> _REQUIRED ACTION_
Look through the entries below. Report each line that has the word "shaped" in it.
[Start of section]
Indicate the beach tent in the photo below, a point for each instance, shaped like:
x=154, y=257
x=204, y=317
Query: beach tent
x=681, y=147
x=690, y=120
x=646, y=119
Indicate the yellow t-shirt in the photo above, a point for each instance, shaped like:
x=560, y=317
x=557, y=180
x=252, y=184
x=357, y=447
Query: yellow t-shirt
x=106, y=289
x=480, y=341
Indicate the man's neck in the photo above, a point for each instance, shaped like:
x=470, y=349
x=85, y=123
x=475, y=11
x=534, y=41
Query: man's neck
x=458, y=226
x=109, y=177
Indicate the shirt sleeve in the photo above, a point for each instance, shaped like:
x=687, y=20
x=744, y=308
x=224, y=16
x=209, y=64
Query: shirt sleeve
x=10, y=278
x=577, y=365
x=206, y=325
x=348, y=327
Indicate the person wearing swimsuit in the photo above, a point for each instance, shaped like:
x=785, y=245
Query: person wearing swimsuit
[End of section]
[Start of section]
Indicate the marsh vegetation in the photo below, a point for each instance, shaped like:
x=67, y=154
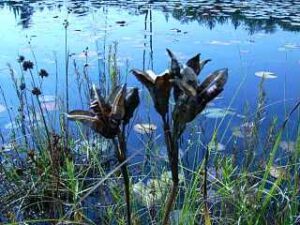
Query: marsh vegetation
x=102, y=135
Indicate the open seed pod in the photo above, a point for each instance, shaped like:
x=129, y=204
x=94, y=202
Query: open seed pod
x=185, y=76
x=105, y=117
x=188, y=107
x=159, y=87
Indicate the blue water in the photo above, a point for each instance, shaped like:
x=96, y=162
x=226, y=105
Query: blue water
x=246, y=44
[End of section]
> _ANSWER FOR THIS EXERCISE_
Indicate the beach tent in the photo below, a point for each instance, shaped like:
Indicate the yellow t-shirt in the photo above, a point for each instance, shaped like:
Indicate the man's neck in the photo above, a point for each instance, shaped like:
Indicate the shirt sleeve in the photo above, a point for each instance, shaped like:
Indicate the person wearing swimsuit in the photo above, a point for each instance, shaped like:
Indicate the marsh vegetation in the photo below, a point for each instance, shaped like:
Indicate the open seed pod in the photo above, a point for each instance, shaped like:
Indicate the blue water in the photo above, a point for each instance, shaped like:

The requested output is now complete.